#### Provided entries:
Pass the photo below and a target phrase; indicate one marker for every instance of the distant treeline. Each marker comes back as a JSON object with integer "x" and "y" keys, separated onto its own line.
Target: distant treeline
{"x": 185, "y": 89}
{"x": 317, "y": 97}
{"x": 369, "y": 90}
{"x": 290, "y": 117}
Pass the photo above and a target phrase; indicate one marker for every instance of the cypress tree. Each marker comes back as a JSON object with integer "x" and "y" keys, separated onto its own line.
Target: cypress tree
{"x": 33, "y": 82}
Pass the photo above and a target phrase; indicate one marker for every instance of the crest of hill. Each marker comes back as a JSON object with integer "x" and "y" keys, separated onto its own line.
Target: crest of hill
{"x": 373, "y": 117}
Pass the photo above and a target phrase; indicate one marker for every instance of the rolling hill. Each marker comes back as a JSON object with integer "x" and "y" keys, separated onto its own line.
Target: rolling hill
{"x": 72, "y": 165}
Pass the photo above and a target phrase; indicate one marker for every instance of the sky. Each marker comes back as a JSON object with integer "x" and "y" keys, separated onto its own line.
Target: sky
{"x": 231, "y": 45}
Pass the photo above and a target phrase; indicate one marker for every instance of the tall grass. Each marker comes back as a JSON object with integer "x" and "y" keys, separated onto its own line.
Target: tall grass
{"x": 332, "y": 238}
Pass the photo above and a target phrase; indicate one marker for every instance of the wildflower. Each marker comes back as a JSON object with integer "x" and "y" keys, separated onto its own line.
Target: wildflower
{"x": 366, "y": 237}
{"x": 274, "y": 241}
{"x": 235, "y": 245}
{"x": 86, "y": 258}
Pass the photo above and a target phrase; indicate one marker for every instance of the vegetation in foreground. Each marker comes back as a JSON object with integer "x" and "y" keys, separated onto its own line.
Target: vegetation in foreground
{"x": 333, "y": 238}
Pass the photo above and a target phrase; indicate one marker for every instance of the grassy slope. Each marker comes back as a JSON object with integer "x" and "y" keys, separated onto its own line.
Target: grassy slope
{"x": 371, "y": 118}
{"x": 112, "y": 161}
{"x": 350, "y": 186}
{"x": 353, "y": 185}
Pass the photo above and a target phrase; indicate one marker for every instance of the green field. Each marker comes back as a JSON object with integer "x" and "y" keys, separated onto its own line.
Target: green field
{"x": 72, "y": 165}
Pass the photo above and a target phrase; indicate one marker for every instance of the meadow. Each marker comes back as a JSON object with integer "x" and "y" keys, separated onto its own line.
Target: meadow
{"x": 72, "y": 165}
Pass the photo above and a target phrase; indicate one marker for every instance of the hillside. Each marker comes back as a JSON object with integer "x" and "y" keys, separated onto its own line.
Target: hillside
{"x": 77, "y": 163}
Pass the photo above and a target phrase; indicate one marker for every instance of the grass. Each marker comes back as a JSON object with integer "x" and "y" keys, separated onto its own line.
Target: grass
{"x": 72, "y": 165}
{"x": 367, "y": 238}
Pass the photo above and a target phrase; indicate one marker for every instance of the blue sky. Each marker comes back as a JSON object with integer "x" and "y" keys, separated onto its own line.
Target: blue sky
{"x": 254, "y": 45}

#### Work to complete:
Rewrite all the records above, replacing every occurrence of "target phrase" with "reference phrase" and changing nothing else.

#### Expected answer:
Pass the photo below and a reference phrase; indicate one marker for every instance of the distant treeline. Each marker comes back as a JSON object with integer "x" and "y" keys, separated onto its own line.
Target: distant treeline
{"x": 185, "y": 89}
{"x": 317, "y": 97}
{"x": 369, "y": 90}
{"x": 290, "y": 117}
Pass the photo above and a reference phrase; indicate one marker for every instance of the cypress tree. Each marker comes back as a JSON object with integer "x" and "y" keys, separated onto its own line.
Target: cypress tree
{"x": 33, "y": 82}
Pass the photo above and a reference phrase; indicate one marker for every instance of the crest of hill. Each marker comes back as a JSON object with integer "x" and "y" keys, separated onto its own line.
Target: crest of hill
{"x": 373, "y": 117}
Pass the photo above and a reference phrase; indicate one marker for every instance of the rolling hill. Each marker comes back as a JSON object with integer "x" and "y" keys, separated onto its own line.
Target: rolling hill
{"x": 72, "y": 165}
Pass the photo above and a reference phrase; indicate one marker for every instance of the sky. Each marker comes back as a JSON object with integer "x" and "y" keys, separated onto its own line.
Target: sky
{"x": 231, "y": 45}
Pass the photo above and a reference phrase; indicate one marker for every instance of the tall grass. Each marker comes back as a JSON object with integer "x" and "y" keys, separated onto its own line.
Target: tall grass
{"x": 332, "y": 238}
Pass the photo above and a reference phrase; indicate one marker for every instance of the wildflower. Each marker comes back as a JSON object with integer "x" and "y" keys, separated onto its own line.
Target: wildflower
{"x": 366, "y": 237}
{"x": 274, "y": 241}
{"x": 235, "y": 245}
{"x": 86, "y": 258}
Pass the photo above and a reference phrase; indicate one marker for every instance of the vegetation in foreground. Each marker comes back as a JSON object with integer "x" and "y" keys, separated onto its own line.
Target: vegetation in foreground
{"x": 333, "y": 238}
Pass the photo above and a reference phrase; indicate one marker for every instance of the grassy slope. Each marker comes back as a JSON object with integer "x" and "y" keys, separated onto its own line.
Target: grassy slope
{"x": 371, "y": 118}
{"x": 112, "y": 161}
{"x": 350, "y": 186}
{"x": 353, "y": 185}
Pass the photo above and a reference phrase; indicate one marker for every instance of the green field. Each marker comes back as a JSON object with integer "x" and "y" keys, separated onto its own line.
Target: green field
{"x": 72, "y": 165}
Pass the photo above and a reference phrase; indicate one marker for every instance of the meadow. Each marker comes back as a JSON object with integer "x" and "y" keys, separated onto its own line.
Target: meadow
{"x": 72, "y": 165}
Pass the photo above and a reference phrase; indicate one marker for every instance of the hillside. Each marker comes back as a JSON object with integer "x" and "y" keys, separated onto its own line.
Target: hillside
{"x": 77, "y": 163}
Pass the photo above and a reference phrase; indicate one marker for every instance of the grass. Each marker comes back as a JSON object with integer "x" and "y" keys, separated onto its own line.
Target: grass
{"x": 72, "y": 165}
{"x": 367, "y": 238}
Pass the photo above and a reference phrase; indicate one marker for every instance of the blue sky. Each marker comes back as a JSON object with integer "x" and "y" keys, separated onto its own line.
Target: blue sky
{"x": 254, "y": 45}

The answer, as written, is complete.